■ TEXT ■
──────

2016-02-15 Thread Marcus Olsson (JIRA)

[ 
https://issues.apache.org/jira/browse/CASSANDRA-10070?page=com.atlassian.jira.plugin.system.issuetabpanels:comment-tabpanel=15147579#comment-15147579
 ] 

Marcus Olsson commented on CASSANDRA-10070:
---

{quote}
All data centers involved in a repair must be available for a repair to 
start/succeed, so if we make the lock resource dc-aware and try to create the 
lock by contacting a node in each involved data center with LOCAL_SERIAL 
consistency that should be sufficient to ensure correctness without the need 
for a global lock. This will also play along well with both dc_parallelism 
global option and with the --local or --dcs table repair options.
{quote}

{quote}
The second alternative is probably the most desireable. Actually dc_parallelism 
by itself might cause problems, since we can have a situation where all repairs 
run in a single node or range, overloading those nodes. If we are to support 
concurrent repairs in the first pass, I think we need both dc_parallelism and 
node_parallelism options together.
{quote}

{quote}
This is becoming a bit complex and there probably are some edge cases and/or 
starvation scenarios so we should think carefully about before jumping into 
implementation. What do you think about this approach? Should we stick to a 
simpler non-parallel version in the first pass or think this through and 
already support parallelism in the first version?
{quote}

I like the approach with using local serial for each dc and having specialized 
keys. I think we could include the dc parallelism lock with 
"RepairResource-\{dc}-\{i}" but only allow one repair per data center by 
hardcoding "i" to 1 in the first pass. This should make the upgrades easier 
when we do allow parallel repairs. I like the node locks approach as well, but 
as you say there are probably some edge cases so we could wait with adding them 
until we allow parallel repairs and I don't think it would break the upgrades 
by introducing them later.

{quote}
We should also think better about possible failure scenarios and network 
partitions. What happens if the node cannot renew locks in a remote DC due to a 
temporary network partition but the repair is still running ? We should 
probably cancel a repair if not able to renew the lock and also have some kind 
of garbage collector to kill ongoing repair sessions without associated locks 
to protect from disrespecting the configured dc_parallelism and 
node_paralellism.

──────

■ DATA SEGMENT ■

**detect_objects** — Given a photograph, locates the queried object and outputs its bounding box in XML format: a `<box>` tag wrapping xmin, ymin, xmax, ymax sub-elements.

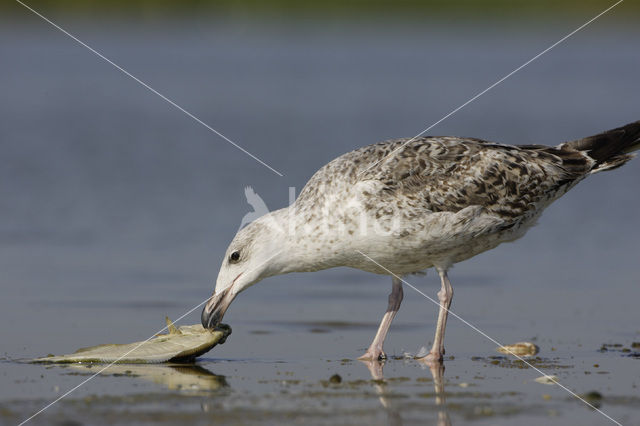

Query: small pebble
<box><xmin>329</xmin><ymin>374</ymin><xmax>342</xmax><ymax>384</ymax></box>
<box><xmin>535</xmin><ymin>376</ymin><xmax>558</xmax><ymax>385</ymax></box>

──────

■ WHAT YOU HAVE TO DO ■
In the comment on CASSANDRA-10070, what value does the commenter suggest hardcoding "i" to in the first pass?

■ WRITTEN ANSWER ■
1